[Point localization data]
#####

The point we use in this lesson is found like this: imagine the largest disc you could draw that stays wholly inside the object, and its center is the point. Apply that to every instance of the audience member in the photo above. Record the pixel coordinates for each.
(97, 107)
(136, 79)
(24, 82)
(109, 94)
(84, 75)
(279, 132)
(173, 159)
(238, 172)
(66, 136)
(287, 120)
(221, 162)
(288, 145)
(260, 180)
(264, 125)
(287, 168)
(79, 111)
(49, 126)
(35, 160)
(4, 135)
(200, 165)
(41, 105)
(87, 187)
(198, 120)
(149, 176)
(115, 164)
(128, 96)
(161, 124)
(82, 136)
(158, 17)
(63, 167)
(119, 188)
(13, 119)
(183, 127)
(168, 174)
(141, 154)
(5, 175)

#####

■ Required work
Retype all of the entries. Keep each one exactly as written.

■ Answer
The point we use in this lesson is found like this: imagine the largest disc you could draw that stays wholly inside the object, and its center is the point. Apply that to every instance of the audience member in the photo above. Record the pixel coordinates for each.
(97, 107)
(136, 79)
(24, 82)
(109, 94)
(84, 75)
(279, 132)
(173, 159)
(238, 172)
(66, 136)
(287, 120)
(221, 162)
(288, 145)
(260, 180)
(264, 125)
(287, 168)
(79, 111)
(49, 126)
(35, 160)
(4, 135)
(200, 165)
(41, 105)
(87, 187)
(198, 120)
(149, 176)
(115, 164)
(128, 96)
(161, 124)
(82, 136)
(158, 17)
(63, 167)
(119, 188)
(13, 119)
(183, 127)
(168, 174)
(141, 154)
(5, 175)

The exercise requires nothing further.